In a broad historical sense, conspiracy theories (in the West at least) have generally followed two main  templates centered around the state. 

The first template, and the oldest historically, is the people vs the state – that is, groups in the wider populace at large are conspiring against the state or its historical equivalents such as the monarchy, regional fiefdoms, or dominant institutions such as the Catholic church.  An example of a genuine realpolitik conspiracy in this sense is the Gunpowder Plot of early 17th century England, in which Catholic dissenters sought to blow up the British Houses of Parliament; an example of this type of thinking manifesting in more ideological forms the accusations by 18th century ur-conspiracists like John Robison and Abbe Barruel that the French Revolution was instigated by Masons and Illuminati seeking the overthrow of the monarchy to their own evil ends. 

While ‘conspiracies against the state’ are still common in conspiracy culture (e.g. the official narrative of the JFK assassination, that the disgruntled ex-Communist Oswald killed the President of the USA) they have been mostly surpassed by the second template – the state vs the people. These conspiracy theories claim that the state itself is conspiring against the citizenry it is ostensibly working on behalf of in democratic societies. That this template is pre-eminent in a contemporary conspiracy culture dominated by Amerocentric perspectives is of little surprise considering that suspicion of the ‘State’ or ‘government’ has long been a feature of American political life (ref. the seminal essay by the American political historian Richard Hofstadter from which this blog takes its name). while always present, this template seems to have become entrenched as the dominant mode of American conspiracism during the 1960s and 1970s.

DATA LINES:
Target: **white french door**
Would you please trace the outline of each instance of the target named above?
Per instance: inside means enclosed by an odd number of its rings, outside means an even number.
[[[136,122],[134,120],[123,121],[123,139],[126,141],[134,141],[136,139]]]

WHAT IS ASKED:
1) Translate this sentence from the passage on conspiracy theories into Spanish: "These conspiracy theories claim that the state itself is conspiring against the citizenry it is ostensibly working on behalf of in democratic societies."
2) Take the passage on conspiracy theories further, beginning immediately after its final sentence.

ANSWERS TO THE PROBLEMS:
1) Estas teorías de la conspiración sostienen que el propio Estado conspira contra la ciudadanía en cuyo nombre supuestamente actúa en las sociedades democráticas.

2)
 

Significant factors playing a role here include the demonization of the American ‘establishment’ by the counterculture; the systematic abuse of government authority revealed by the Watergate scandal which led to a pervasive loss of trust in, and suspicion towards, the Government; and evidence that American intelligence agencies such as the CIA and FBI were engaged in unconstitutional and unethical activity against the American public (and other countries) under the justifying framework of the Cold War. Examples of this template in contemporary conspiracy culture include the New Age Illuminati conspiracy mythos, which interprets almost all aspects of popular culture as one massive ‘psychological operation’ or ‘psy-op’, using secret government-developed techniques of mind control to subliminally condition the populace into a state of passive acquiescence to Illuminati control. These beliefs have some genuine realpolitik conspiracising at their root, notably the revelations in the 1970s that the CIA had undertaken psychological warfare experiments on American civilians under the Cold War MK-ULTRA program, instigated as a response to American paranoia about Communist regimes alleged prowess brainwashing (as reflected in the excellent 1962 Hollywood thriller The Manchurian Candidate).  Similarly,  the 9/11 truth movement is based on the premise that the 2001 attacks on the twin towers were ‘false flag’ events staged by the American government and related elites to bolster their power through geo-political conflict and the narrowing of civil liberties.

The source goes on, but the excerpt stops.